EXCERPTED TEXT:
Averaging occupancy estimates

questions concerning analysis/theory using program PRESENCE

Averaging occupancy estimates

Postby mbrooks » Thu Nov 12, 2009 1:19 pm

I would like to average occupancy estimates across categorical treatment levels from individual site occupancy estimates. I can't include the treatment effect in the model because my sample size is small, and the treatment adds too many variables for the model to run properly. My question is, can I average the individual site occupancy estimates across treatment levels (e.g., an ANOVA)? I'm worried that averaging parameter estimates with associated standard errors is a no no because the resulting averages would not incorporate the individual parameter estimates' errors. I would end up with standard errors for the treatment-level mean estimates, but not for the parameter estimates. Is it OK to average occupancy estimates, and is there a way to incorporate the occupancy estimate errors into the errors associated with averaging?

DATA SHOWN:
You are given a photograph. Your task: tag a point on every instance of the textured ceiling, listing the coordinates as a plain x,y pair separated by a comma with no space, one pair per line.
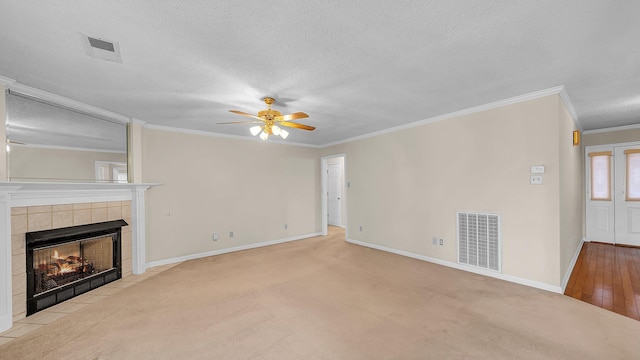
355,66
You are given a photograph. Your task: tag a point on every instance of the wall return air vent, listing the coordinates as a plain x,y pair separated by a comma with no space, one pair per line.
100,48
479,240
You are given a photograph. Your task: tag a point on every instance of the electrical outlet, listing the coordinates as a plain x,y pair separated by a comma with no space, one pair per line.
536,180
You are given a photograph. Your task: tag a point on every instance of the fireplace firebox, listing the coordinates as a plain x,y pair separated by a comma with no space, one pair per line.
66,262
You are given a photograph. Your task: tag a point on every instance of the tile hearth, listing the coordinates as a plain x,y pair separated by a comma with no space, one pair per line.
26,325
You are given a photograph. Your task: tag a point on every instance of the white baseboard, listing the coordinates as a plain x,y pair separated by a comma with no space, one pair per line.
490,273
567,275
228,250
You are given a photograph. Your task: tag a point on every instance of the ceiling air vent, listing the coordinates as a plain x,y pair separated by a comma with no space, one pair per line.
101,48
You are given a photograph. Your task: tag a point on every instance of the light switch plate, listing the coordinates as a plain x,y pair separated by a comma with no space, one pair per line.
538,169
536,180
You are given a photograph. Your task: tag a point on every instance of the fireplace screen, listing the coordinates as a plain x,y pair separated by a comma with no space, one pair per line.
58,265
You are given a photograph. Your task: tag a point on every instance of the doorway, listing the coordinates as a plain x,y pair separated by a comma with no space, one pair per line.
613,193
333,191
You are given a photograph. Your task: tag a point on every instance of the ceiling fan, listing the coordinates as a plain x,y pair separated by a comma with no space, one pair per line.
270,121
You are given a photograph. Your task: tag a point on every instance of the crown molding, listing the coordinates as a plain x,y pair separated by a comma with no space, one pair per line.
569,106
496,104
69,148
17,87
612,129
219,135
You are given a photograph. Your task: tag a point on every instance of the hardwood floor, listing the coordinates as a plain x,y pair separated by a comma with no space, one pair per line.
607,276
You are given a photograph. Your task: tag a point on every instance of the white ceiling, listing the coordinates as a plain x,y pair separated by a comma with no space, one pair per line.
355,66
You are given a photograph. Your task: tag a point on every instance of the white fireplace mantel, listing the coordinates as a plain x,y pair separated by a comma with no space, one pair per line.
13,194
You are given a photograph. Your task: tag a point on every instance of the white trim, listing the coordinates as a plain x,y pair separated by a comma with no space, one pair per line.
569,106
514,100
228,250
567,275
490,273
612,129
17,87
219,135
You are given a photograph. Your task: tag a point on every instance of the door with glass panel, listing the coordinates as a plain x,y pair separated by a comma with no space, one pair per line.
627,195
613,194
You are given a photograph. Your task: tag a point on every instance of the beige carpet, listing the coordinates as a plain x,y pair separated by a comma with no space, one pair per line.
322,298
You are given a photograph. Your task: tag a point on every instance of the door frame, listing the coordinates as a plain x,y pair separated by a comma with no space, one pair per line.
324,181
587,177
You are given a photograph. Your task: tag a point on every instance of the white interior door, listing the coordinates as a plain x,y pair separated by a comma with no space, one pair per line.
627,195
613,194
334,194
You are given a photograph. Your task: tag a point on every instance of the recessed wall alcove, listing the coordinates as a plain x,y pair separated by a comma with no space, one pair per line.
28,207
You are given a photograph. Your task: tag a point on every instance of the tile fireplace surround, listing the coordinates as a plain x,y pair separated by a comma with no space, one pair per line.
26,207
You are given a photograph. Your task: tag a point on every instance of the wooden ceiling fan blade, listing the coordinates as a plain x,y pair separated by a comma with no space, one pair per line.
296,125
245,114
240,122
294,116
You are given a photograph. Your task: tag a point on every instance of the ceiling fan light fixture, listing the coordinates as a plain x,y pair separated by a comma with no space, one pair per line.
255,130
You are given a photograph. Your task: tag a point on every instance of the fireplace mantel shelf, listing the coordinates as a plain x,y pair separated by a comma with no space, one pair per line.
35,186
51,193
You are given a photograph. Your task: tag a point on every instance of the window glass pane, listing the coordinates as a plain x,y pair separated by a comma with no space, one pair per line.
633,176
600,177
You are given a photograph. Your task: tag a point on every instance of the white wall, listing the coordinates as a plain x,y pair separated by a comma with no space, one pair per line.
406,186
571,194
3,134
216,184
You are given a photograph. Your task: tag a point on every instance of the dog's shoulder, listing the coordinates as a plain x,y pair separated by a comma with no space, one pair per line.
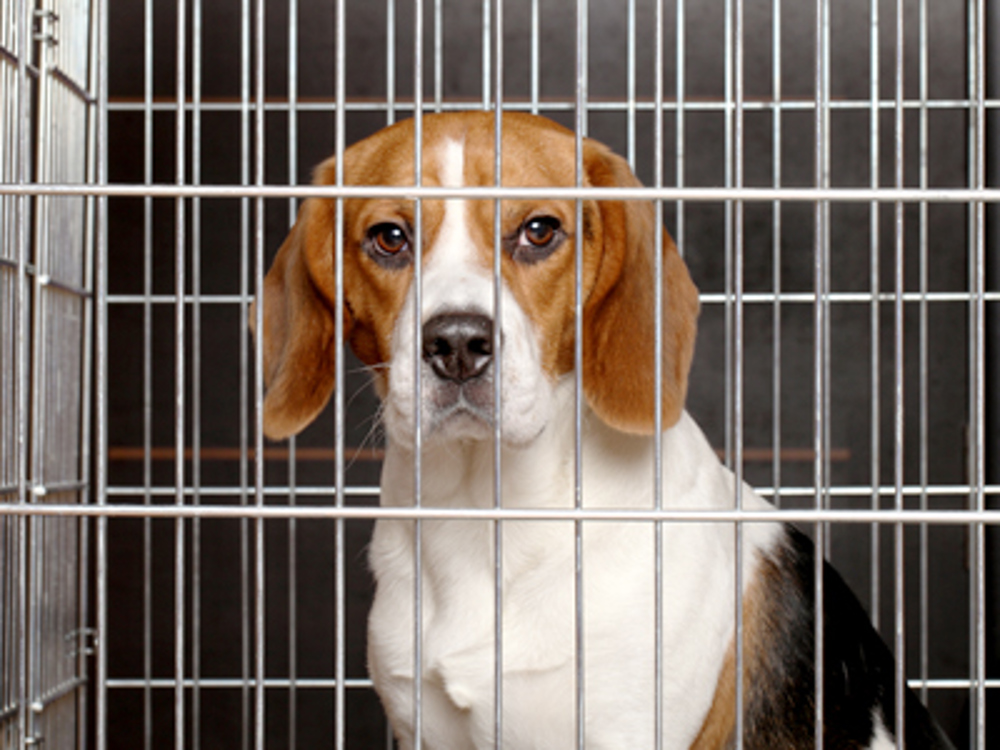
859,695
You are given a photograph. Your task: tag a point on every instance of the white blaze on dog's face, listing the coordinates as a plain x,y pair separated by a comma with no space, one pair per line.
457,316
457,353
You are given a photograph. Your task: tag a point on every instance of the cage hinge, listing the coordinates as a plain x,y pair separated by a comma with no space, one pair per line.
45,27
83,641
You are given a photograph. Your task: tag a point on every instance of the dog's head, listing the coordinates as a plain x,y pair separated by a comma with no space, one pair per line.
457,318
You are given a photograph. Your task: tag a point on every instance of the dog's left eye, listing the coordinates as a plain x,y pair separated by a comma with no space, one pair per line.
537,239
388,244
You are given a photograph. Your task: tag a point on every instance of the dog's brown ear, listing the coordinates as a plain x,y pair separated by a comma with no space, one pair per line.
619,322
299,328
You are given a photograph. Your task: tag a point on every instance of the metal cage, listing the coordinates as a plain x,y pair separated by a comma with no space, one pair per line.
170,579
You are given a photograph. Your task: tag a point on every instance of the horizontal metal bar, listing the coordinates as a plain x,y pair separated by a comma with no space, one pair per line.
52,696
941,490
276,512
689,194
46,280
318,453
710,298
47,489
171,299
56,694
75,88
759,104
227,453
223,683
363,683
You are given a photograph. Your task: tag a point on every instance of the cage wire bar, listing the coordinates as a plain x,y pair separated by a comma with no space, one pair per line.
46,274
58,310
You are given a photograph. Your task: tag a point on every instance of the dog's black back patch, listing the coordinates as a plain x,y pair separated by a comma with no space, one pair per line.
858,674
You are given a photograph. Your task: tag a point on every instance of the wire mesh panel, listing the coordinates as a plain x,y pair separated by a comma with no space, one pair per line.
823,166
45,277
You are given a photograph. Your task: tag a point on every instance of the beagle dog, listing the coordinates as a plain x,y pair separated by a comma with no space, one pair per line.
461,321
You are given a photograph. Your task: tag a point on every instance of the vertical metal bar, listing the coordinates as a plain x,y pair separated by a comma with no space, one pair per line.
293,160
439,55
487,31
37,378
147,378
923,357
727,58
898,378
875,322
658,157
260,579
180,155
340,428
84,632
100,76
630,82
776,229
978,405
498,381
245,251
819,365
23,119
418,233
737,52
390,60
196,372
681,56
535,68
578,583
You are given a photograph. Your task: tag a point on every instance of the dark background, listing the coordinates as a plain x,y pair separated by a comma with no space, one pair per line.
218,247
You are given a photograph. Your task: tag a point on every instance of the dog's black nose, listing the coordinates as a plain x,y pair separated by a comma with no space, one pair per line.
458,346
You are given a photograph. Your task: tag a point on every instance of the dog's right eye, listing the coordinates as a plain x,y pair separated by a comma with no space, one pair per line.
388,244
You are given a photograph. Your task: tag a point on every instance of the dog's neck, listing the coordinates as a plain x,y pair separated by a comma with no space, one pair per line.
617,468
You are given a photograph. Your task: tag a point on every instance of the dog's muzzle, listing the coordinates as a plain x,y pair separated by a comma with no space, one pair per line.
458,347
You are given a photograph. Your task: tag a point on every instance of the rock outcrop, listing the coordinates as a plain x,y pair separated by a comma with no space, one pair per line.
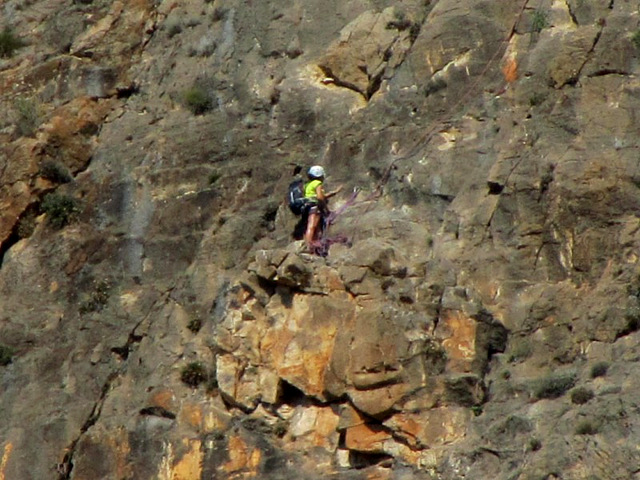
158,320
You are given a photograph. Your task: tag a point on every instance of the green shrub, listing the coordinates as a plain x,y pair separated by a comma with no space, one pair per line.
98,297
533,445
9,43
193,374
214,177
537,98
599,369
586,427
27,116
60,209
55,172
174,29
195,324
539,20
553,386
636,39
26,225
197,100
581,395
6,355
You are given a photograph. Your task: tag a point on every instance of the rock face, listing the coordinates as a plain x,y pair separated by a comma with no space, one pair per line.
158,321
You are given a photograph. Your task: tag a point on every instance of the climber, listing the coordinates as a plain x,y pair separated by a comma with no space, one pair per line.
316,200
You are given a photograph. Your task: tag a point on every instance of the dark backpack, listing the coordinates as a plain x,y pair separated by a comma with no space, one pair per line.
296,198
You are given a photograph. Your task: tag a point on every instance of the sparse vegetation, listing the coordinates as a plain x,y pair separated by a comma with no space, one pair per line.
539,20
55,172
193,374
6,355
400,22
197,99
581,395
553,386
26,225
60,209
536,99
534,444
98,297
586,427
435,355
599,369
174,29
214,177
636,39
218,14
9,43
27,117
195,324
520,350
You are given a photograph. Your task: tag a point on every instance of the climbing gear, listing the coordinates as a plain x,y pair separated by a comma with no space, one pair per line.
297,202
310,189
316,171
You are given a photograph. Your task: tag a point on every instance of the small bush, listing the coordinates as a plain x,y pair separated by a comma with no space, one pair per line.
636,39
26,225
55,172
581,395
60,209
9,43
586,427
553,386
98,298
599,369
214,177
195,324
174,29
197,100
539,20
194,374
536,99
6,355
533,445
27,116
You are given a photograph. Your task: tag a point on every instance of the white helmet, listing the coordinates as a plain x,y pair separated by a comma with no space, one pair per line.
316,171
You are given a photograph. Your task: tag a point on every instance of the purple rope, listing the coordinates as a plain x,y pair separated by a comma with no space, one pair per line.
321,246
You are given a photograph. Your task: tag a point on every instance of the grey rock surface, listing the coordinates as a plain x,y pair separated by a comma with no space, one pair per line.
158,320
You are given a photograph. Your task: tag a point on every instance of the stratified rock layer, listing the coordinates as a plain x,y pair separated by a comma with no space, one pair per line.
158,320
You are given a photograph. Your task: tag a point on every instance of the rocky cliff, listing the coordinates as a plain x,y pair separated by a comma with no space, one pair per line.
157,320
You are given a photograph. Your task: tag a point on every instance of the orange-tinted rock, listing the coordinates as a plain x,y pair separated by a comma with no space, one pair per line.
366,438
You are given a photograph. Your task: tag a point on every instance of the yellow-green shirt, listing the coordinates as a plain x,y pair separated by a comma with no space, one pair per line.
310,189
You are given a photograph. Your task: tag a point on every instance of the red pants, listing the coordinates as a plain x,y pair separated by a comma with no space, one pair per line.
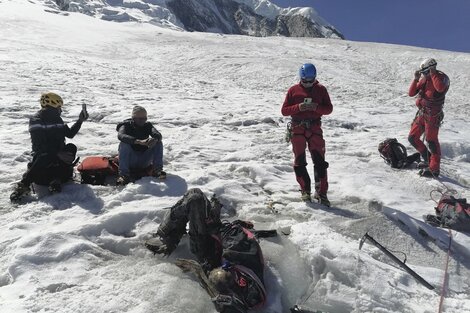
429,125
313,137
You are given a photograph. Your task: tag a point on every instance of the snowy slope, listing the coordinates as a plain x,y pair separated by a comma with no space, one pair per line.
216,99
246,17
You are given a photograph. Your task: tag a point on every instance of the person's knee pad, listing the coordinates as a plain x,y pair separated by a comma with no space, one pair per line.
300,161
321,165
300,170
433,146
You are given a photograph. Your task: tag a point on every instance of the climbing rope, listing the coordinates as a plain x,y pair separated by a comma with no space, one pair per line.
445,280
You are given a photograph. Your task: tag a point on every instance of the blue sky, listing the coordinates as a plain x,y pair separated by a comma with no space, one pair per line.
440,24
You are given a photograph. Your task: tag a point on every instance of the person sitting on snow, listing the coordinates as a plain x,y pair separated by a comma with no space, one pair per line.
431,87
140,147
53,160
306,103
228,252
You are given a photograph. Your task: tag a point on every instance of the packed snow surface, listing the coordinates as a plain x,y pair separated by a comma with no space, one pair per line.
216,99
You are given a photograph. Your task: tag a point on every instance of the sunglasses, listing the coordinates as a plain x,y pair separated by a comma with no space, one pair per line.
139,119
425,71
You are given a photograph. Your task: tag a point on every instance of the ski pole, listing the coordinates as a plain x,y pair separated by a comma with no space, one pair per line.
396,260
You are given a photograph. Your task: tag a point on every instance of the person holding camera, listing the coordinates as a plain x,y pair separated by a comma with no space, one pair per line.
53,160
306,102
431,87
140,147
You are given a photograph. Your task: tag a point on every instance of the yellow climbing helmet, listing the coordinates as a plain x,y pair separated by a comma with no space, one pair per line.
51,99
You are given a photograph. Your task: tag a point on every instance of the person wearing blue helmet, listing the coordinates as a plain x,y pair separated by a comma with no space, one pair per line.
306,102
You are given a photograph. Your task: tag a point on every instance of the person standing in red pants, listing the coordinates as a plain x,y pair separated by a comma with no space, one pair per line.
431,87
306,102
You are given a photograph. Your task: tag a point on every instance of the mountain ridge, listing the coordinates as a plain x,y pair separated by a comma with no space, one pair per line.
259,18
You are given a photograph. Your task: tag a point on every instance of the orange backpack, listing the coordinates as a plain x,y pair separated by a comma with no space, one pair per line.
95,169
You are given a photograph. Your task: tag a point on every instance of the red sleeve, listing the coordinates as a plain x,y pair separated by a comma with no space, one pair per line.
325,107
289,108
413,91
440,82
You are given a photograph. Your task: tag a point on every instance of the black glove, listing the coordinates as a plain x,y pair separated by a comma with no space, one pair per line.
83,116
229,304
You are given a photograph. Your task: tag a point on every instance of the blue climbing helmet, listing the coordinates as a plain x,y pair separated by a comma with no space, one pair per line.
307,72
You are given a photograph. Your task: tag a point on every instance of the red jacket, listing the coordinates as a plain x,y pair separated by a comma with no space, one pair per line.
431,89
296,95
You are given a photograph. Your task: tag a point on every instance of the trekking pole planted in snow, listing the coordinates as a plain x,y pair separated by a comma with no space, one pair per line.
395,259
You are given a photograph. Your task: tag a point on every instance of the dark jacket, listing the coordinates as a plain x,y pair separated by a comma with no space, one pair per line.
128,132
48,131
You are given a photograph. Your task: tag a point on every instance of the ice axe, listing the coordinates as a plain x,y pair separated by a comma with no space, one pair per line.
395,259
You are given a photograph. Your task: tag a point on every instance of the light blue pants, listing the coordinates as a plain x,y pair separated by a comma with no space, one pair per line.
129,158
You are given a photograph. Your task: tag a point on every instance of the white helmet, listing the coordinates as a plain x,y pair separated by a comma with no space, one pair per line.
427,63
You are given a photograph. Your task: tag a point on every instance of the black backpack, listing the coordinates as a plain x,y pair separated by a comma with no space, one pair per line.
394,154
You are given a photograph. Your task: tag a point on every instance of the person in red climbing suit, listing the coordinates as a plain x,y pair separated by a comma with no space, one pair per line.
431,87
306,103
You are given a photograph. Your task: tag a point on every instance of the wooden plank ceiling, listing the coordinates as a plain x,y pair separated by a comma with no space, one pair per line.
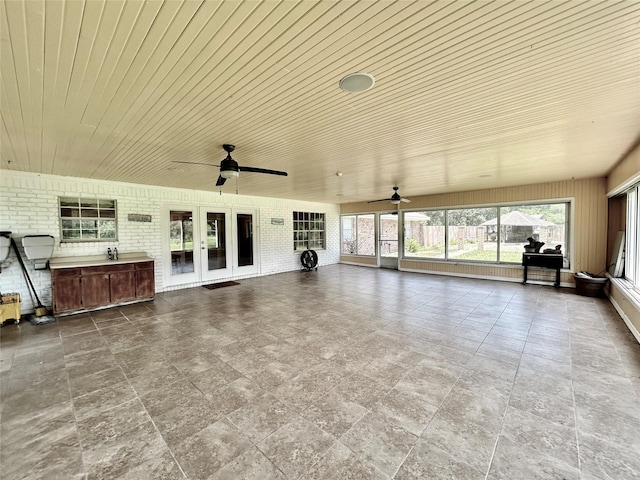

PROBLEMS TO SOLVE:
• a. Quote every sentence in the forum post on averaging occupancy estimates that contains the word "estimates," in the order they appear.
• b. Carry the forum post on averaging occupancy estimates forward, beginning after its final sentence.

RESPONSES FOR EACH TASK:
• a.
1. I would like to average occupancy estimates across categorical treatment levels from individual site occupancy estimates.
2. My question is, can I average the individual site occupancy estimates across treatment levels (e.g., an ANOVA)?
3. I'm worried that averaging parameter estimates with associated standard errors is a no no because the resulting averages would not incorporate the individual parameter estimates' errors.
4. I would end up with standard errors for the treatment-level mean estimates, but not for the parameter estimates.
5. Is it OK to average occupancy estimates, and is there a way to incorporate the occupancy estimate errors into the errors associated with averaging?

• b.
mbrooks
 

Postby darryl » Thu Nov 12, 2009 5:00 pm

You should account for the uncertainty in the estimates, but more basic question is how are those estimates varying if you can't get the covariate in the model? Recall that these estimates are not observed values (like you have with standard ANOVA) but are essentially predicted values based upon the model fit to the data. If the model doesn't allow the predicted values to be different among the different treatment levels, there's not going to be a difference there (unless you happen to have some other covariate in the model that is highly correlated with the treatment levels).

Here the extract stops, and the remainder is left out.